§ DESCRIPTION OF THE TASK
Could you reproduce, from the records below, everything from the line with "An <instance> block" down to the line with "positive clicks: (281, 156)", keeping both of those lines and changing nothing?

§ DATASET ENTRIES
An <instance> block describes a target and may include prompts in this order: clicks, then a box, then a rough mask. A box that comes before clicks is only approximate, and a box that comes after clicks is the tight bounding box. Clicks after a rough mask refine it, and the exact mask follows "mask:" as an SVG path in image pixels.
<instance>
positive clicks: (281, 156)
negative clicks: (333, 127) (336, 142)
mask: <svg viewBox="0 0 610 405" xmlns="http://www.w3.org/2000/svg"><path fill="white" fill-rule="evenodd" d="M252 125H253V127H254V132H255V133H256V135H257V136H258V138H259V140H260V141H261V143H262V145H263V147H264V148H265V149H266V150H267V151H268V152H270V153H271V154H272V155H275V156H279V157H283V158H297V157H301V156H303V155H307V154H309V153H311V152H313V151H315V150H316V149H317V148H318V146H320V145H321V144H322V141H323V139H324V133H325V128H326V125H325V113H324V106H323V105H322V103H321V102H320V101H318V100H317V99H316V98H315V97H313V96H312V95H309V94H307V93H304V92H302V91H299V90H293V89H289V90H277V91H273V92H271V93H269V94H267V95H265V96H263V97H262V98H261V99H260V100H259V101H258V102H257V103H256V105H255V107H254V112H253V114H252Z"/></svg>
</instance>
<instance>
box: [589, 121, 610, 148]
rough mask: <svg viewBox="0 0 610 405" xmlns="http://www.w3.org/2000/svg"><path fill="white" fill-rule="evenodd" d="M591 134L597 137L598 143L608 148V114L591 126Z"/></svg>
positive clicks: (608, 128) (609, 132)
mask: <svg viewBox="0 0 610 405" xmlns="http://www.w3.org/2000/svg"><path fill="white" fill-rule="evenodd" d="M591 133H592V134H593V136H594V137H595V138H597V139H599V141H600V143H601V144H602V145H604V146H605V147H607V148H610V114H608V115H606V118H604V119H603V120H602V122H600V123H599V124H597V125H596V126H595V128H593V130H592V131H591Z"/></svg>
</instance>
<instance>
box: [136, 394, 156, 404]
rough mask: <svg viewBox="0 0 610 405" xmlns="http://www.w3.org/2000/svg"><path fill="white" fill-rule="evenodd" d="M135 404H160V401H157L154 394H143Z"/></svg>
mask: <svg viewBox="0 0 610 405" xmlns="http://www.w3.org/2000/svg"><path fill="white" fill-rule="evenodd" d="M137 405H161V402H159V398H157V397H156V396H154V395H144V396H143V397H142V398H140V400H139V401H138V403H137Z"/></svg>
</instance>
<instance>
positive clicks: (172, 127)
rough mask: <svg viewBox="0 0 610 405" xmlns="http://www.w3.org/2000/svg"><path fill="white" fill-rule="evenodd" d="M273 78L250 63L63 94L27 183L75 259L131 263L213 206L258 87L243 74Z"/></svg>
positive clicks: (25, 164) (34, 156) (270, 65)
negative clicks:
==
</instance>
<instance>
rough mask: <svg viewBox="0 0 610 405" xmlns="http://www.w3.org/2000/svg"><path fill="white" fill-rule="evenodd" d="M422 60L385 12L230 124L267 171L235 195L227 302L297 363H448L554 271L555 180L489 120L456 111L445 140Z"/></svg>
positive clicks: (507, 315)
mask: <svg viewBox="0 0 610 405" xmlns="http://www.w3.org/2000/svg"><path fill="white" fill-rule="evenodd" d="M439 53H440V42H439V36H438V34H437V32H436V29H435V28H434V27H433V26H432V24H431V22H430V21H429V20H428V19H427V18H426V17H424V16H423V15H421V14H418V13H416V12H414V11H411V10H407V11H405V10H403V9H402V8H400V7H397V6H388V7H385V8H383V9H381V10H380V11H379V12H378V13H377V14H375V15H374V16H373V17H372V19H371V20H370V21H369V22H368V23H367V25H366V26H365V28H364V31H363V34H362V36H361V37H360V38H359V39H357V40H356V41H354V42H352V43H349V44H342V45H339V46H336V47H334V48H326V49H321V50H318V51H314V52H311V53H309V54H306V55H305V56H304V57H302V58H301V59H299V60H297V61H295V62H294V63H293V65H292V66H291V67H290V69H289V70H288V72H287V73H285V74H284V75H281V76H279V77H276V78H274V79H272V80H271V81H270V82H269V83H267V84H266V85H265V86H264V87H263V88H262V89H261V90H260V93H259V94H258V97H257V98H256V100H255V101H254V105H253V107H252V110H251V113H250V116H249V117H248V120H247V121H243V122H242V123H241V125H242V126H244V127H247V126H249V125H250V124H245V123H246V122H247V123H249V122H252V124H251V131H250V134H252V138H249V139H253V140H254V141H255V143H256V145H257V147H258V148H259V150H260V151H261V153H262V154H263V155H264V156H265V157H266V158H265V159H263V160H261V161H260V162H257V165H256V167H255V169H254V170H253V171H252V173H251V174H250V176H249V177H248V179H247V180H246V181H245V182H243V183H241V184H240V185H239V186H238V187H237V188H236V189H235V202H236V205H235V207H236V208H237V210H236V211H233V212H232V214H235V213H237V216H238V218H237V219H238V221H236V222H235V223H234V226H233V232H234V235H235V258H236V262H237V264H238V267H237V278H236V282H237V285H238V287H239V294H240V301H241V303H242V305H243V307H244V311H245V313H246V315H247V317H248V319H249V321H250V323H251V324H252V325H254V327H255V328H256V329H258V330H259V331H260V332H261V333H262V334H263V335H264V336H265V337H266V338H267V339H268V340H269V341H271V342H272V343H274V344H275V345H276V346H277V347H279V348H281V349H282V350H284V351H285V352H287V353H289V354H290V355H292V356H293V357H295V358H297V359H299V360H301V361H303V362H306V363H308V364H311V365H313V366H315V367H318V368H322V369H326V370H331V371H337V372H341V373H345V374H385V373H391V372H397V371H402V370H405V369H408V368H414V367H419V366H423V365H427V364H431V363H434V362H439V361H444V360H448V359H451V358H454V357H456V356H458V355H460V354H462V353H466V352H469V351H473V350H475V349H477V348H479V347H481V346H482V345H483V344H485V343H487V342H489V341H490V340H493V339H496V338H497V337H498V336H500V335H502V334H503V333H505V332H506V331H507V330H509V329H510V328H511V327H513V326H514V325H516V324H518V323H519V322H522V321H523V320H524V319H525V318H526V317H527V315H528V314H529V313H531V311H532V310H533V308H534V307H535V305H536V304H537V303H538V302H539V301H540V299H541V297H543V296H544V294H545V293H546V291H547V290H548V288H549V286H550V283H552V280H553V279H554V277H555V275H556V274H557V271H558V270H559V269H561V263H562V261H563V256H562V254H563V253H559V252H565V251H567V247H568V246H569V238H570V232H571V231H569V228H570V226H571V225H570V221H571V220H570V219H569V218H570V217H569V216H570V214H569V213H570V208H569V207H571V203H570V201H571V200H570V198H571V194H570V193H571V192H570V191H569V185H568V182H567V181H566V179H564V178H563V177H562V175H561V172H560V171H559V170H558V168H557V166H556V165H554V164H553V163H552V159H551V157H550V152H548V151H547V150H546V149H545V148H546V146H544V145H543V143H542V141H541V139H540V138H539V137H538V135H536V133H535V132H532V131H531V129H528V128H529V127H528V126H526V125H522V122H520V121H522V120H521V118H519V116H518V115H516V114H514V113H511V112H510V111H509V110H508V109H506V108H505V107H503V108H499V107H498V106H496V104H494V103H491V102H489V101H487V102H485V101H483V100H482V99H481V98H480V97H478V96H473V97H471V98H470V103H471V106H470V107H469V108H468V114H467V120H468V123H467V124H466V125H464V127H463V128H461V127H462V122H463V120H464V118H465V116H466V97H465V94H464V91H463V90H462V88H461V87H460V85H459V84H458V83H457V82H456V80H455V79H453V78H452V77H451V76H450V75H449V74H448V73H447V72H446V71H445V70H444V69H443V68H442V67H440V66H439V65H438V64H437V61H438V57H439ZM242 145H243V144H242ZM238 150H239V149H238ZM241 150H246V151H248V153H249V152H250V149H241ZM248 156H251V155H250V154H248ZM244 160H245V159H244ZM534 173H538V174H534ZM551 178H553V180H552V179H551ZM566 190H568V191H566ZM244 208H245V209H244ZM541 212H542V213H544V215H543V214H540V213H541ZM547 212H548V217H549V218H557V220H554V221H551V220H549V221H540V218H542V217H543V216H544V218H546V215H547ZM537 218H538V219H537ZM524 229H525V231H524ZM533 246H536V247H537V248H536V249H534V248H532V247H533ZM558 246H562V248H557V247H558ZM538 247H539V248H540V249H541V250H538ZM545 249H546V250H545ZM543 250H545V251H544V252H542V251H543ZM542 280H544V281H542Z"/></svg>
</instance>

§ EXERCISE ANSWER
An <instance> block describes a target and may include prompts in this order: clicks, then a box, then a rough mask. A box that comes before clicks is only approximate, and a box that comes after clicks is the tight bounding box. Clicks after a rough mask refine it, and the exact mask follows "mask:" as an SVG path in image pixels.
<instance>
positive clicks: (281, 156)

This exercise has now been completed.